Exercice proposé 1: Recopiez le passage du billet sur les catholiques et la tentation identitaire depuis « Se voyant minoritaires » jusqu'à « de ce groupe. » inclus, en remplaçant « atelier de réflexion » par « groupe de travail ».
Exercice proposé 2: Pour chacune des affirmations suivantes, indiquez par oui ou par non si elle concorde avec le billet sur les catholiques et la tentation identitaire, en citant les mots décisifs du texte. (a) L'article du Monde reproduit est daté du 30 janvier 2018. (b) L'auteur déclare bien comprendre ce qu'est un algorithme. (c) Les manifestations contre le mariage pour tous mentionnées ont eu lieu en 2012 et en 2013.
Exercice proposé 3: Poursuivez le billet sur les catholiques et la tentation identitaire au-delà de sa dernière phrase.

Extrait du document:

Se voyant minoritaires dans la société, les catholiques regardant vers la droite politique fabriquent-ils une église sans Christ ?
À l’occasion d’une rencontre avec des amis de la tendance Chrétiens et pic de pétrole, j’ai constaté la convergence de nos idées. Un vécu commun et des options fondamentales communes sans qu’il y ait l’usage d’algorithmes créant une pensée commune. Je parle d’algorithme, mais, en toute honnêteté, je dois avouer que je ne comprends pas bien de quoi il s’agit. Je peux seulement dire que par la rencontre en atelier de réflexion, les idées communes se sont fortifiées. Pour s’en rendre compte se rendre ici, la dernière conférence de ce groupe.
Ceci dit, je suis frappé par la coïncidence de la soirée d’hier avec le courriel de Robert lu ce matin. Robert, P.O. retraité, envoie à ses contacts des articles qu’il a sélectionnés ? Je le remercie, car ses lectures prolongent et renforcent la conversation d’hier soir. Elles complètent ce que nous disions notamment à propos du dernier livre de Patrice de Plunkett
Alors je vous donne à lire l'article du Monde qui prolongeant notre échange, s’inscrit bien dans le contenu d’En manque d’Église. En témoigne cette page : Jeunes, attachés à la justice sociale, attentifs aux pauvres, s’alimentant au Christ de l’Évangile, ils ne se disent pas chrétiens de gauche
Le Monde 30 janvier 2018 :
Des catholiques contre la tentation identitaire, par Cécile Chambraud
Des catholiques s'inquiètent du raidissement identitaire d'une partie de leurs coreligionnaires en France, pris par l'angoisse du déclin, et ils l'écrivent. Depuis les manifestations contre le mariage pour tous, en 2012 et en 2013, on a beaucoup scruté la remobilisation des catholiques dans la sphère politique, la place de plus en plus visible d'un catholicisme d'affirmation et la droitisation électorale d'une part importante des pratiquants, que le vote en faveur du Front national ne rebute pas plus, désormais, que la moyenne de l'électorat. Tandis que ce courant prenait confiance en sa capacité d'expression – alors même qu'il avait essuyé une défaite sur le terrain législatif –, des groupements politiques ou associatifs se sont structurés, des sites Internet sont apparus pour entretenir la flamme, des initiatives missionnaires se sont multipliées.

Données recueillies:
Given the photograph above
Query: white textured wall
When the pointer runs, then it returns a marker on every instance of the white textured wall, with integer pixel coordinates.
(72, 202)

Résultat obtenu 1:
Se voyant minoritaires dans la société, les catholiques regardant vers la droite politique fabriquent-ils une église sans Christ ?
À l’occasion d’une rencontre avec des amis de la tendance Chrétiens et pic de pétrole, j’ai constaté la convergence de nos idées. Un vécu commun et des options fondamentales communes sans qu’il y ait l’usage d’algorithmes créant une pensée commune. Je parle d’algorithme, mais, en toute honnêteté, je dois avouer que je ne comprends pas bien de quoi il s’agit. Je peux seulement dire que par la rencontre en groupe de travail, les idées communes se sont fortifiées. Pour s’en rendre compte se rendre ici, la dernière conférence de ce groupe.

Résultat obtenu 2:
(a) Oui : « Le Monde 30 janvier 2018 ».
(b) Non : « je dois avouer que je ne comprends pas bien de quoi il s’agit ».
(c) Oui : « Depuis les manifestations contre le mariage pour tous, en 2012 et en 2013 ».

Résultat obtenu 3:
En novembre 2016, la victoire de François Fillon à la primaire de la droite a témoigné de l'ambition de cette mouvance de demeurer un acteur dans la sphère politique. La situation intenable pour les minorités religieuses, notamment chrétiennes, en Irak puis en Syrie, créée par les conquêtes territoriales de l'organisation État islamique (EI) à partir de l'été 2014, l'a tenue mobilisée. En revanche, le mouvement des réfugiés qui a suivi l'a déstabilisée, réactivant l'angoisse d'une dissolution du marqueur chrétien en France.
Trois livres différents* interrogent ce glissement, considéré comme une conséquence du sentiment douloureux d'être de plus en plus étranger au reste de la société :
1) Avec les outils du sondeur, Jérôme Fourquet répertorie les signes de cette évolution. Pour le directeur du département " opinions " de l'IFOP, ces quelques années ont été, pour ces catholiques de "la droite de Dieu", celles d'une prise de conscience, à savoir qu'ils sont désormais minoritaires dans une société largement déchristianisée, dans un environnement en mutation rapide, marqué par l'implantation de l'islam.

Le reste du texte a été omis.